§ **WHAT THE TASK ASKS**
Copy the data exactly. No line may be skipped.

*** SOURCE MATERIAL ***

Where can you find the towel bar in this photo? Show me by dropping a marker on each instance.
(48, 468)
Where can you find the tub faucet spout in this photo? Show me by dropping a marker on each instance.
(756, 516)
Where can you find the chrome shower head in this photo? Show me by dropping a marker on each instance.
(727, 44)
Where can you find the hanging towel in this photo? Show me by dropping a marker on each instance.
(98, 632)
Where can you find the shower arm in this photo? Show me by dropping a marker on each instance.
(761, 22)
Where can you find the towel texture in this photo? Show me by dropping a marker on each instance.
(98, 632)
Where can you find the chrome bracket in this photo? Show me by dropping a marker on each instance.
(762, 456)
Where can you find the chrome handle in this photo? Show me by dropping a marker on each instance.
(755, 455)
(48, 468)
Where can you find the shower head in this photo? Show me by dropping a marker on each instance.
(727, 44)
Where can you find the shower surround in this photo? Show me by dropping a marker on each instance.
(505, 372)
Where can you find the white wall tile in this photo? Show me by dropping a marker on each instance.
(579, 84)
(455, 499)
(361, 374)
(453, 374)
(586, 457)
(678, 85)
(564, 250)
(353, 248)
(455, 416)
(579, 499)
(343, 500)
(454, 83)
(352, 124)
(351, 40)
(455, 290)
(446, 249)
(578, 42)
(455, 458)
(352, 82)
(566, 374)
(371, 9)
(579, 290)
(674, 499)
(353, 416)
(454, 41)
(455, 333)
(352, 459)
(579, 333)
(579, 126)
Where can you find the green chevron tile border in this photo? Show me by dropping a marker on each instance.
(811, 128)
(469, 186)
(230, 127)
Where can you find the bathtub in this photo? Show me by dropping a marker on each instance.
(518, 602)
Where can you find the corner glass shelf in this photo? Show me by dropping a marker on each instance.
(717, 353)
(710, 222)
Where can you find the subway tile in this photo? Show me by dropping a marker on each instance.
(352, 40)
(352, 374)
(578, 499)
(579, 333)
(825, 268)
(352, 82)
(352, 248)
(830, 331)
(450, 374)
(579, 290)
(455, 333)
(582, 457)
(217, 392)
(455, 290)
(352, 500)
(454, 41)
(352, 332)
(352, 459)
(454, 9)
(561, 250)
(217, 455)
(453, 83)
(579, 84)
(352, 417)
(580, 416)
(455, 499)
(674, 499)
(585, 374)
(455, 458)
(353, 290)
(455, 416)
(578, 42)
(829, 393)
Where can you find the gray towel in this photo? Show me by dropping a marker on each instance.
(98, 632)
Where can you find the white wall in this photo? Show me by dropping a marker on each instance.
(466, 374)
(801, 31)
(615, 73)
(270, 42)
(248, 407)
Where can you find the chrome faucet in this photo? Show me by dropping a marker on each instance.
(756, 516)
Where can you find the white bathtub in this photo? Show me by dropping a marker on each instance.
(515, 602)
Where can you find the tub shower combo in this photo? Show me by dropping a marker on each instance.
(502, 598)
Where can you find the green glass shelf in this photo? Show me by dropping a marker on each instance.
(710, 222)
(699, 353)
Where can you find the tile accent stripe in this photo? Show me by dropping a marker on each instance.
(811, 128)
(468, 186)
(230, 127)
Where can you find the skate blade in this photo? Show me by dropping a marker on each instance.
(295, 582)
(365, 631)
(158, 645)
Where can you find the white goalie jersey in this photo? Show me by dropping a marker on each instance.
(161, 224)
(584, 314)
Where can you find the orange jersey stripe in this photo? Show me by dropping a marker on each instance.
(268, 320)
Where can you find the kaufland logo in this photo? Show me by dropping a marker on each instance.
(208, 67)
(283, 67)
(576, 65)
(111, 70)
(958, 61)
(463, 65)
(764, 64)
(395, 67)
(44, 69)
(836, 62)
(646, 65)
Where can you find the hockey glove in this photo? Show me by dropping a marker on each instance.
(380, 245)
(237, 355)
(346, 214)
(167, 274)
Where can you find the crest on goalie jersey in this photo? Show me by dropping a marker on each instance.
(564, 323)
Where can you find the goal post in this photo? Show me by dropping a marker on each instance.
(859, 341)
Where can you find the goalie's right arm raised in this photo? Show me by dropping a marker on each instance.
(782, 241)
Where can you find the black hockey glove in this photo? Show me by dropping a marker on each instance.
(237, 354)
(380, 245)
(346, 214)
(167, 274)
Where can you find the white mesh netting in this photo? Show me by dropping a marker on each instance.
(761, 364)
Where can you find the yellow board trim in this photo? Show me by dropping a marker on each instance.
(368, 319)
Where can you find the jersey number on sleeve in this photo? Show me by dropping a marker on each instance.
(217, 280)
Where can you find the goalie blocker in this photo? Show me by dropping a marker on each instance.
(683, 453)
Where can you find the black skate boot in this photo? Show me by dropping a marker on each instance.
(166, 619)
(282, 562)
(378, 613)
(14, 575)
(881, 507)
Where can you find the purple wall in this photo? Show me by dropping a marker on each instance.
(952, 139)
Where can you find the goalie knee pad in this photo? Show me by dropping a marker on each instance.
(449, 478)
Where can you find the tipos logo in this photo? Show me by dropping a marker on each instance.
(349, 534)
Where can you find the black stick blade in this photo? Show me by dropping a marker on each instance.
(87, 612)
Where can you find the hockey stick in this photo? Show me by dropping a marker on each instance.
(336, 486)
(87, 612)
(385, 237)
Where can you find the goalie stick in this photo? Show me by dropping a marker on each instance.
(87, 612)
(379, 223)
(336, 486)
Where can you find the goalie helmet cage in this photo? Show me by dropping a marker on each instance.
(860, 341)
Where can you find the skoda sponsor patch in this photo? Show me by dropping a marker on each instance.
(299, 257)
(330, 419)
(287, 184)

*** End of SOURCE MATERIAL ***

§ **ANSWER TO THIS PROBLEM**
Where can you find the towel bar in this photo? Show me by dropping a marker on each instance.
(48, 468)
Where can you find the tub faucet spout in this photo? Show me by dropping a marker on each instance.
(756, 516)
Where can you find the chrome shower head in this photo? Show me by dropping a marker on each instance.
(727, 44)
Where can you find the hanging towel in this photo? Show me by dropping a marker on each instance.
(98, 632)
Where can you find the shower arm in this photo? Show me by dropping a marker on each instance.
(761, 22)
Where can you find the towel texture in this photo? Show me by dropping a marker on each instance.
(98, 632)
Where can you find the chrome bracket in this photo? Show me by dropping a marker on each instance.
(762, 456)
Where can you find the chrome handle in this photo? Show me by dropping a marker on each instance.
(755, 455)
(48, 468)
Where can you find the shower head in this photo? Show me by dropping a marker on each instance.
(727, 44)
Where can you find the shower surround in this photo? Show me by dropping a marker on each instance.
(505, 372)
Where can you find the white wall tile in this photo? Show me by dropping a marker on each instance.
(579, 84)
(455, 499)
(361, 374)
(453, 374)
(586, 457)
(678, 85)
(564, 250)
(353, 248)
(455, 416)
(579, 499)
(343, 500)
(454, 83)
(352, 124)
(351, 40)
(455, 290)
(446, 249)
(578, 42)
(455, 458)
(352, 82)
(566, 374)
(371, 9)
(579, 290)
(674, 499)
(353, 416)
(454, 41)
(455, 333)
(352, 459)
(579, 333)
(579, 126)
Where can you find the green chevron tile border in this photo? Show me by dropping a marker on each instance.
(811, 128)
(469, 186)
(230, 127)
Where can you find the bathtub in this photo? Show me by dropping a marker on each instance.
(518, 602)
Where can you find the corner glass shelf in this photo? Show me by dropping a marker on each instance.
(717, 353)
(710, 222)
Where can you find the subway tile in this photo? Show me by dropping a marker on each instance.
(352, 40)
(352, 374)
(578, 499)
(579, 333)
(825, 268)
(352, 82)
(352, 248)
(830, 331)
(450, 374)
(579, 290)
(455, 333)
(582, 457)
(217, 392)
(455, 290)
(352, 500)
(454, 41)
(352, 332)
(352, 459)
(454, 9)
(561, 250)
(217, 455)
(453, 83)
(579, 84)
(352, 417)
(580, 416)
(455, 499)
(674, 499)
(585, 374)
(455, 458)
(353, 290)
(455, 416)
(578, 42)
(829, 393)
Where can you find the gray towel in this photo? Show me by dropping a marker on each instance.
(98, 632)
Where can you find the white wall in this photo? Show me by dropping a marker on each instance.
(466, 374)
(801, 31)
(615, 73)
(270, 42)
(248, 407)
Where can you find the chrome faucet in this photo? Show me by dropping a marker on each instance.
(756, 516)
Where can you find the white bathtub in this photo? Show me by dropping a marker on each instance.
(515, 602)
Where can you find the tub shower combo in this photo? Show me by dropping a marker on each instance.
(502, 598)
Where can you find the green glass shelf in this photo? Show me by dropping a marker on each instance.
(710, 222)
(699, 353)
Where can you find the tile accent stripe in this photo? Show me by dropping a marker on each instance.
(811, 128)
(468, 186)
(230, 127)
Where can you find the skate blade in this photo? Show me by dropping a marker on each instance.
(295, 582)
(365, 631)
(158, 645)
Where can you find the white goalie jersey in this photo? Show me by dropping a marker on each instance.
(161, 224)
(584, 314)
Where can you find the orange jersey stripe in this photo? Show me by dropping a marker on each instance.
(268, 320)
Where can you find the kaufland logo in this photo? Show me by dropping a marker on each instance.
(208, 67)
(283, 67)
(576, 65)
(111, 70)
(958, 61)
(463, 65)
(764, 64)
(395, 67)
(44, 69)
(836, 62)
(646, 65)
Where can you find the hockey glove in this photo? Show me by dropping a marker on each instance.
(380, 245)
(237, 355)
(346, 214)
(167, 274)
Where can you find the crest on goalie jersey in this photo? Show me by dropping a marker on each instance.
(564, 323)
Where can you find the goal post in this photo? Show me by dropping a marker on each instance.
(859, 341)
Where can you find the goalie's right arm raised in this photo? Show me by dropping a marker on each instance.
(782, 241)
Where can you find the black hockey glove in this photo? Show me by dropping a marker on each instance.
(237, 354)
(380, 245)
(346, 214)
(167, 274)
Where can you find the white mesh netting in this photo? Show me by dropping a marker on each instance.
(761, 364)
Where can you find the yellow board trim in this photo? Show me by dropping a marker on each instance.
(368, 319)
Where can you find the jersey number on sleeve in this photo? Show me by dropping a marker on each instance.
(217, 280)
Where can you find the goalie blocker in this photo? Show me by dropping a marker on each instance.
(683, 453)
Where can you find the black skate boot in this photo? Show me by dropping a marker on each instance.
(166, 619)
(282, 562)
(378, 613)
(14, 575)
(881, 507)
Where can you find the purple wall in this photo? Show me by dropping a marker on each instance.
(952, 139)
Where can you find the goalie knee pad in this photo? Show me by dropping a marker on each instance.
(449, 478)
Where can you find the tipos logo in this photo? Show me by dropping a marker on each instance.
(349, 534)
Where can you find the black stick blade in this photo? Show me by dropping a marker on each instance.
(87, 612)
Where can you find the hockey stick in this photo? Show me by dropping a marker on each instance.
(336, 486)
(87, 612)
(385, 237)
Where can you find the goalie stick in this photo? Show me by dropping a marker on each instance.
(87, 612)
(379, 223)
(336, 486)
Where can you find the goalie helmet cage in this photo? Show me by dropping a marker on each instance.
(860, 341)
Where can you find the skoda sponsor patch in this photo? Show me by dropping a marker on each instance.
(299, 257)
(330, 419)
(287, 184)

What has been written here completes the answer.